START TEXT SECTION
My findings indicate that the project has had a number of negative effects on local communities. These include restructuring of local power dynamics, the marginalisation of women and increased economic inequality.

Negative outcomes

Women in the surrounding communities have very little ability to accept or reject the project. They also have no direct access to economic benefits, such as land lease payments and employment opportunities.

The project has also disrupted traditional networks of authority between chiefs and local people, creating new forms of disempowerment and dependency.

For example, it has promoted and enforced the use of new forms of knowledge based on formal legal procedures to which local people have little access. These privilege and protect the corporation and the few local elites with the resources to afford formal mechanisms of justice.

What’s more, the project has promoted economic inequality. This is in direct contradiction to the basic claims of its proponents. In the locally dominant patron-client system, senior men appropriate most of the economic benefits, and progressively smaller portions are allocated to those on lower levels of the local hierarchy.
END TEXT SECTION
> THE PROBLEM
Repeat word for word the part of the passage above on the project's effects on local communities, starting at "My findings indicate" and ending after "and employment opportunities.".
START LISTED ENTRIES
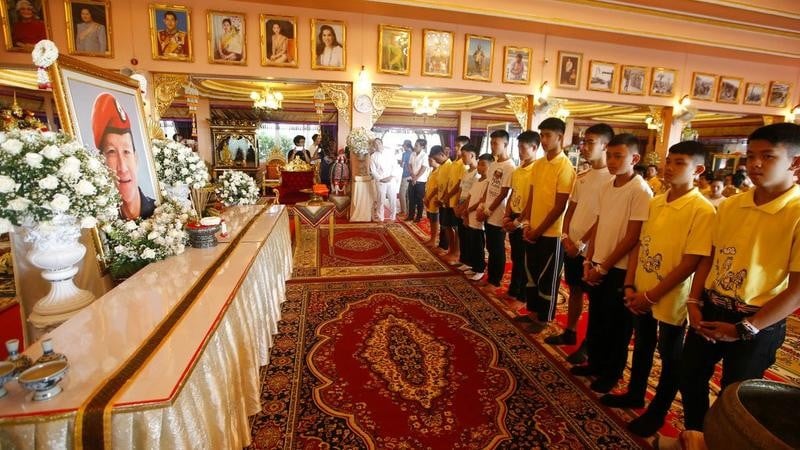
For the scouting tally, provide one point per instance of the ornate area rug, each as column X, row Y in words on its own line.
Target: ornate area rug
column 362, row 249
column 418, row 363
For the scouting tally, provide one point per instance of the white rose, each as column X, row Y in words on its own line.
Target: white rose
column 12, row 146
column 60, row 203
column 48, row 182
column 51, row 152
column 7, row 184
column 84, row 187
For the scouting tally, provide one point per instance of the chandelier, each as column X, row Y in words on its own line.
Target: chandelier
column 267, row 100
column 425, row 107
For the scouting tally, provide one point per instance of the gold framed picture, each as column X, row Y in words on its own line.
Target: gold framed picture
column 89, row 28
column 394, row 49
column 633, row 80
column 170, row 33
column 569, row 70
column 226, row 37
column 601, row 76
column 754, row 94
column 778, row 95
column 328, row 44
column 25, row 22
column 517, row 65
column 704, row 86
column 278, row 40
column 662, row 82
column 437, row 53
column 729, row 89
column 478, row 57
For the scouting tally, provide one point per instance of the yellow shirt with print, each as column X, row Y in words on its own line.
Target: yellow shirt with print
column 548, row 178
column 755, row 247
column 673, row 229
column 520, row 187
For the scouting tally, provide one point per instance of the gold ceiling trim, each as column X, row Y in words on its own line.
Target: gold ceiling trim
column 454, row 7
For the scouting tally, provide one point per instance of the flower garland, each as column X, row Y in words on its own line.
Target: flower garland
column 237, row 188
column 45, row 174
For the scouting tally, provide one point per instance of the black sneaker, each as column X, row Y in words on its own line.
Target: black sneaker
column 568, row 337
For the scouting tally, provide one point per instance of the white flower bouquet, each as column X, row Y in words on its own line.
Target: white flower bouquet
column 45, row 174
column 237, row 188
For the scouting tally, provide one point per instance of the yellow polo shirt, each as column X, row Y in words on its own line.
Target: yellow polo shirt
column 673, row 229
column 755, row 247
column 520, row 187
column 549, row 178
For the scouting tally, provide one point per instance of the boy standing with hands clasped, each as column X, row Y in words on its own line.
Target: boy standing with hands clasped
column 742, row 293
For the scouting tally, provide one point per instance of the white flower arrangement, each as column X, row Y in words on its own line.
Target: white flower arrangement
column 177, row 164
column 237, row 188
column 132, row 244
column 359, row 140
column 45, row 174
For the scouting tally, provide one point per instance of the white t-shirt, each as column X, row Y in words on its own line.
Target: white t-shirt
column 475, row 196
column 420, row 160
column 498, row 176
column 586, row 195
column 618, row 206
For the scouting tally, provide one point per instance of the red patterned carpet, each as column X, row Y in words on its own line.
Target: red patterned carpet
column 417, row 363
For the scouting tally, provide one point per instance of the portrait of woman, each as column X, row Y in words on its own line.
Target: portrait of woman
column 329, row 41
column 278, row 45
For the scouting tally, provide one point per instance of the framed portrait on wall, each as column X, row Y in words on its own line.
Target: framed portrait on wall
column 437, row 53
column 517, row 68
column 226, row 38
column 278, row 40
column 394, row 49
column 25, row 22
column 328, row 44
column 601, row 76
column 569, row 70
column 478, row 52
column 633, row 80
column 89, row 28
column 662, row 82
column 754, row 94
column 729, row 89
column 778, row 95
column 170, row 33
column 703, row 86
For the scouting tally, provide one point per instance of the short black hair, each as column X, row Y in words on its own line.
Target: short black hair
column 628, row 140
column 692, row 149
column 503, row 134
column 529, row 137
column 602, row 130
column 553, row 124
column 785, row 133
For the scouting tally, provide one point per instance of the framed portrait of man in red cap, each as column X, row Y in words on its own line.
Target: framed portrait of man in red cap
column 106, row 113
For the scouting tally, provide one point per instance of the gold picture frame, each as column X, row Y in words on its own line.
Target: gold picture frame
column 323, row 56
column 394, row 49
column 167, row 45
column 90, row 37
column 729, row 89
column 517, row 64
column 633, row 80
column 226, row 37
column 662, row 82
column 39, row 25
column 475, row 66
column 704, row 86
column 284, row 41
column 437, row 53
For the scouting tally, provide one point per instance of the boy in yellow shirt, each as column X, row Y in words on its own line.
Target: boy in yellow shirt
END LISTED ENTRIES
> FINAL ANSWER
My findings indicate that the project has had a number of negative effects on local communities. These include restructuring of local power dynamics, the marginalisation of women and increased economic inequality.

Negative outcomes

Women in the surrounding communities have very little ability to accept or reject the project. They also have no direct access to economic benefits, such as land lease payments and employment opportunities.